TEXTO PARA LEITURA:
Mas, hoje, ao fim de várias décadas de prosperidade relativa e aumento de financiamentos, esta área enfrenta uma nova ameaça: do Atlântico ao Egeu, os Governos estão a cortar os orçamentos dos seus Ministérios da Cultura e do património, numa tentativa de re-equilibrar as finanças públicas e conter os défices.

As estatísticas estão extremamente emaranhadas neste domínio: as despesas com o património são em muitos casos agregadas a financiamentos para as artes e, em especial em Espanha, o financiamento para preservação depende de vários departamentos governamentais. No entanto, é o caso de Portugal, onde as coisas estão mais centralizadas, que dá uma ideia mais precisa da dimensão dos cortes: o orçamento de austeridade para 2011, aprovado na semana passada, reduziu em 9% as despesas com a cultura.

Em Espanha, os grupos de defesa do património, dizem que o financiamento para a cultura em algumas regiões já foi reduzido em um terço. Ao mesmo tempo, a explosão da bolha do imobiliário do país levou consigo uma importante fonte de financiamento para a conservação de edifícios antigos – as licenças pagas pelos construtores que queriam erguer novos edifícios. "Como esse dinheiro não entra, os governos locais argumentam que têm de gastar dinheiro com as pessoas e não com edifícios", diz o arquiteto e defensor do património Javier Ruiz.

LINHAS DE DADOS:

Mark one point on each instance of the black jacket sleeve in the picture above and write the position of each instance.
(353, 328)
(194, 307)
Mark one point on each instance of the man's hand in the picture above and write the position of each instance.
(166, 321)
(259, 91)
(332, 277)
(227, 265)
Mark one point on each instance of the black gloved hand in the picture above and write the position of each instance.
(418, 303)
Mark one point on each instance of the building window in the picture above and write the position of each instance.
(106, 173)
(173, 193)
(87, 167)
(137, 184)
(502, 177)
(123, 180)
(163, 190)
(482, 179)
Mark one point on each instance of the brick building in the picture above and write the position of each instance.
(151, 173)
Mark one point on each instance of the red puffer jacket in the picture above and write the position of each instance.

OBJETIVO DO EXERCÍCIO: Escreva, sem alterações, o trecho do texto sobre os cortes no património que vai desde "Mas, hoje, ao" até "conter os défices.", inclusive. Os registos são material à parte, independente do texto.

RESOLUÇÃO DO PROBLEMA:
Mas, hoje, ao fim de várias décadas de prosperidade relativa e aumento de financiamentos, esta área enfrenta uma nova ameaça: do Atlântico ao Egeu, os Governos estão a cortar os orçamentos dos seus Ministérios da Cultura e do património, numa tentativa de re-equilibrar as finanças públicas e conter os défices.